__TEXT FOR ANALYSIS__
Khoesan genetics helping to understand the evolutionary history of Humankind as a whole

A reader sent me a copy of this letter or short paper on South African autosomal genetics:

Carina M. Schlebusch, Genomic Variation in Seven Khoe-San Groups Reveals Adaptation and Complex African History. Science 2012. Pay per view ··> LINK [doi:10.1126/science.1227721]

[Note-update (Oct 2): the supplemental material is free and very very extensive: a must read for genetic data-miners and all those interested in getting deeper and more extensive info, even if just on the ethno-historical background of the populations considered in the study, something that most people, including myself, only know rather shallowly].


The paper has several points of interest but is specially useful, complemented by previous studies like Pickrell 2012, to better understand the aboriginal and modern genetics of Southern Africa, which is analyzed, for example as principal component (and other) analysis relative to geography.

__REQUIRED TASKS__
**A)** According to the post on Khoesan genetics, why is the supplemental material of the Schlebusch paper worth reading? Answer in one to three sentences.
**B)** Write the next part of the post on Khoesan genetics, picking up after its last sentence.
The entries that follow have nothing to do with the Khoesan genetics post.

__INFORMATION__

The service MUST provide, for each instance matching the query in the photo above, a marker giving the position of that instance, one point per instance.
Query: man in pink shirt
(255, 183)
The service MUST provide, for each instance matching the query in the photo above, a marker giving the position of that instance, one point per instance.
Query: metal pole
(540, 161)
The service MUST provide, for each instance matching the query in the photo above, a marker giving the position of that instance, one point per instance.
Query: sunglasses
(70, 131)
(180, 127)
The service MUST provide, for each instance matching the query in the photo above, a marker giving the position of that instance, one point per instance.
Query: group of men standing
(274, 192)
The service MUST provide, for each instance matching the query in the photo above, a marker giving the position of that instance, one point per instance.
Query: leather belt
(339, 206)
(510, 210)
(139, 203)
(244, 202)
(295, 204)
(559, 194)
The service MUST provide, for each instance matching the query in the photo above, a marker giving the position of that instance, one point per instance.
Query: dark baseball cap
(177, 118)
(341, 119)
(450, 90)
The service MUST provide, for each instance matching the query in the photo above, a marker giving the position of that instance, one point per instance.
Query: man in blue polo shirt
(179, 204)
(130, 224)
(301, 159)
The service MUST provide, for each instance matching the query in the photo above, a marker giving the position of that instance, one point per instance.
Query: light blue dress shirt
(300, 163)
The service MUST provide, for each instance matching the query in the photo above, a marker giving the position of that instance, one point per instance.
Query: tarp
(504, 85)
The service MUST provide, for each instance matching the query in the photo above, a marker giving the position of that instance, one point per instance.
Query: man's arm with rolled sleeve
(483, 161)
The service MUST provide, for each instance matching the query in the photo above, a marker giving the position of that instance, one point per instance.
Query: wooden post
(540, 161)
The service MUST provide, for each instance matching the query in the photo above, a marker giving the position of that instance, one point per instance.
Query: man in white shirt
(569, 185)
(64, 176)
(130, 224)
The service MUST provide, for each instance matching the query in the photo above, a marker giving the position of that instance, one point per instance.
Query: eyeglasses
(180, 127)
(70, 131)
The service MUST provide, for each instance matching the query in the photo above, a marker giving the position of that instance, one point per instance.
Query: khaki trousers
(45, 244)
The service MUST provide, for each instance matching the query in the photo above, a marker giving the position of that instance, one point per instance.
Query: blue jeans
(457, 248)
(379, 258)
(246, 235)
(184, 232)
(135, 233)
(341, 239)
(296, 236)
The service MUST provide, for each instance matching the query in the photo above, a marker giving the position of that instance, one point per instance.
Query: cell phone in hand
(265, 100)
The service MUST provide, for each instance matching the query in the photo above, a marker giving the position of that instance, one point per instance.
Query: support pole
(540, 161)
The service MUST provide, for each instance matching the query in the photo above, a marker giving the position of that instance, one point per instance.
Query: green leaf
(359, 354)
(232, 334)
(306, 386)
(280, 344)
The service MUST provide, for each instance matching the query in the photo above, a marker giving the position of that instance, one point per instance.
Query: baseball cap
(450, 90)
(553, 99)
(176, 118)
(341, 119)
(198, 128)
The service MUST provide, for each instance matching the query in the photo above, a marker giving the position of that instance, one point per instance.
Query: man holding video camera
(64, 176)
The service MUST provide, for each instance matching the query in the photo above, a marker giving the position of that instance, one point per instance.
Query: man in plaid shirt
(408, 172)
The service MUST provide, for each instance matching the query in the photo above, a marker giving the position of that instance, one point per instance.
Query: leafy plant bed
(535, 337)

__ANSWER LIST__
**A)** The supplemental material is free and very extensive. It offers deeper and broader information, including the ethno-historical background of the populations studied, which most people know only shallowly.

**B)**
Fig. 1. (click to expand)

(A) Sampling locations.
(B) Principal components analysis (PCA) of African individuals showing PC1 and PC2 rotated to fit geography.
(C) PCA for Khoe-San populations (∼ 2.3M SNPs).
(D) Pairwise FST for sub-Saharan populations (excluding Hadza, see fig. S24 for comparison)
(E) Prediction of the genetic components from geographic, linguistic and subsistence covariates. The predictive error relative to geography is given for each combination of covariates (values < 1 show improved predictive capacity compared to geography).

Also an Admixture analysis with an estimate divergence tree that is off in chronology by about 100% or even more. When will geneticists learn to calibrate their "molecular clock" speculations on archaeology? When?!

Here you have it, annotated by me (in red):

Fig. 2.(click to expand)
(A) Rooted population topology from a concordance test approach (14). Nodes with bootstrap support < 50% are collapsed (dashed lines), all other nodes have bootstrap support > 85%.
[Annotations in red by Maju]
(B) Clustering of 403 sub-Saharan African individuals (∼ 270k SNPs), assuming 2 to 11 clusters.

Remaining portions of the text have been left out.